# Requirement
Give the records below again, word for word. No pictures belong in the copy.

:: The input ::

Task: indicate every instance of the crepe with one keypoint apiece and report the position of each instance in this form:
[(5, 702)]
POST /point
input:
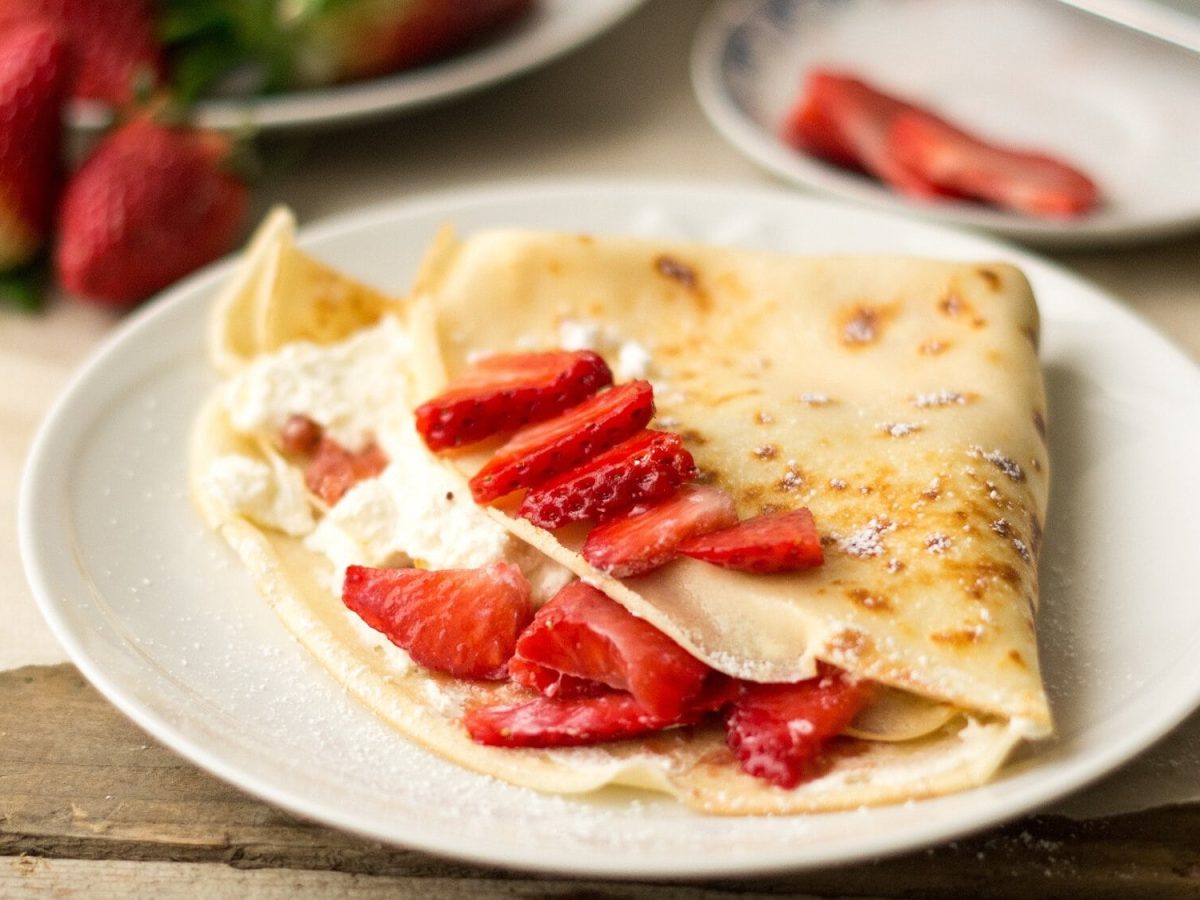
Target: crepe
[(899, 399)]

:::

# Your response
Task: indicate every instance of the crepe with one keypoint apiece and report the position of each instance in this form:
[(5, 702)]
POST /point
input:
Target: crepe
[(899, 399)]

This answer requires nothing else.